About this exercise:
From the entries that follow, work out how many lines contain "wall". Write the number only.

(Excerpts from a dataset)
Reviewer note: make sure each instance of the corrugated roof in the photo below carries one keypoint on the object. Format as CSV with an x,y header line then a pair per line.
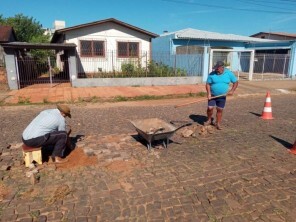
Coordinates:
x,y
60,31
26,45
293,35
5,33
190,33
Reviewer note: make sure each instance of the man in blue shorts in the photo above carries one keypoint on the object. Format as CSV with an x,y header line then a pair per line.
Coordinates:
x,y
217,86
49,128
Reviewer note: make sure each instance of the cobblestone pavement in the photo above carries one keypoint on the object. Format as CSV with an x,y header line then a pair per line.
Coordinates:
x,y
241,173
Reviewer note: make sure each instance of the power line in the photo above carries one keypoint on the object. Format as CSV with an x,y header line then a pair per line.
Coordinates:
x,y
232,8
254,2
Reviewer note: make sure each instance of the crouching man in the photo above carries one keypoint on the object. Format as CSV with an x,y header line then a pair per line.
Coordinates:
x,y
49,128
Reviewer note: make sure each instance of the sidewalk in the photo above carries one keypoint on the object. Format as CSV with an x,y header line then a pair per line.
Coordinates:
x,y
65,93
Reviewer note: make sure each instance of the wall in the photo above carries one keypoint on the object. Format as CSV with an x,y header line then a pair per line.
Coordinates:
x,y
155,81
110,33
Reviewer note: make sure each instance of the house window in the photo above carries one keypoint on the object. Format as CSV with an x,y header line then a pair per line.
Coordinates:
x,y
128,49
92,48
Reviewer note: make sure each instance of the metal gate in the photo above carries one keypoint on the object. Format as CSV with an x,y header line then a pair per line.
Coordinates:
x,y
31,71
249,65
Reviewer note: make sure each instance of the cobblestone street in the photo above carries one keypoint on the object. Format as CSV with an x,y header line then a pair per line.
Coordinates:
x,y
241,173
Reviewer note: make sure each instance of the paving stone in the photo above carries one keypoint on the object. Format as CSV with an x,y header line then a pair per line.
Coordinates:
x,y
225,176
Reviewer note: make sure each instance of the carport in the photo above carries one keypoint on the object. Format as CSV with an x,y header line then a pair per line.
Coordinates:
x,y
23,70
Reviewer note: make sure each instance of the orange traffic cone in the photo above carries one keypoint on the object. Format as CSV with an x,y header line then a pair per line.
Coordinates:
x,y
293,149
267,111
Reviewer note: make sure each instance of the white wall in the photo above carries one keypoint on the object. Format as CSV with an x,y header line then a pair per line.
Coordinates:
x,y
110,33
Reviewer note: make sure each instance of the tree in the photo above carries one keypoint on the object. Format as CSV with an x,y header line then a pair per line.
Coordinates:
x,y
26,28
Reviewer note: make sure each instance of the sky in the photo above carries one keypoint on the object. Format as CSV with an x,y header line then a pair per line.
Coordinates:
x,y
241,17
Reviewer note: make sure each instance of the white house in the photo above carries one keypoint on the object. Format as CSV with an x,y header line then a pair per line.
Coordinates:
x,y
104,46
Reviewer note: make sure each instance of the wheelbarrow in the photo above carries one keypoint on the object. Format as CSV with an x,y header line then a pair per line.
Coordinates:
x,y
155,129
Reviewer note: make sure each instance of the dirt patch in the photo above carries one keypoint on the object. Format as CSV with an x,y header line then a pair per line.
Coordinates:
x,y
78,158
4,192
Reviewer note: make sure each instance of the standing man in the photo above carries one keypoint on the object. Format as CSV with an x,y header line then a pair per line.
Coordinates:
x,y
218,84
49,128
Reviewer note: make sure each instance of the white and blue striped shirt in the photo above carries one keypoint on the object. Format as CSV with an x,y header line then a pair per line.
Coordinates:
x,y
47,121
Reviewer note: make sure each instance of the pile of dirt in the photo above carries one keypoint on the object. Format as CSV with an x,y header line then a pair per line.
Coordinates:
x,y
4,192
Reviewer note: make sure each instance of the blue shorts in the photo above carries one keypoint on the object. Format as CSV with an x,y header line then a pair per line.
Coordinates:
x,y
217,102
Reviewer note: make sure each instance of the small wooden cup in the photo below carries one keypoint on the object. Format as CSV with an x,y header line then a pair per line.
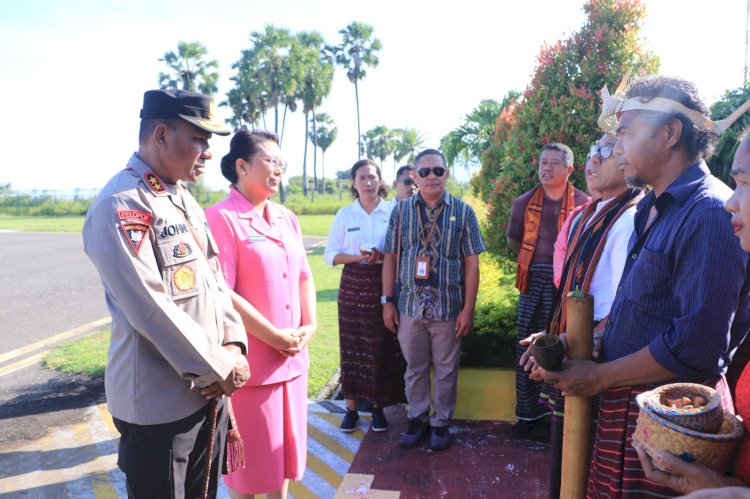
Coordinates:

Response area:
2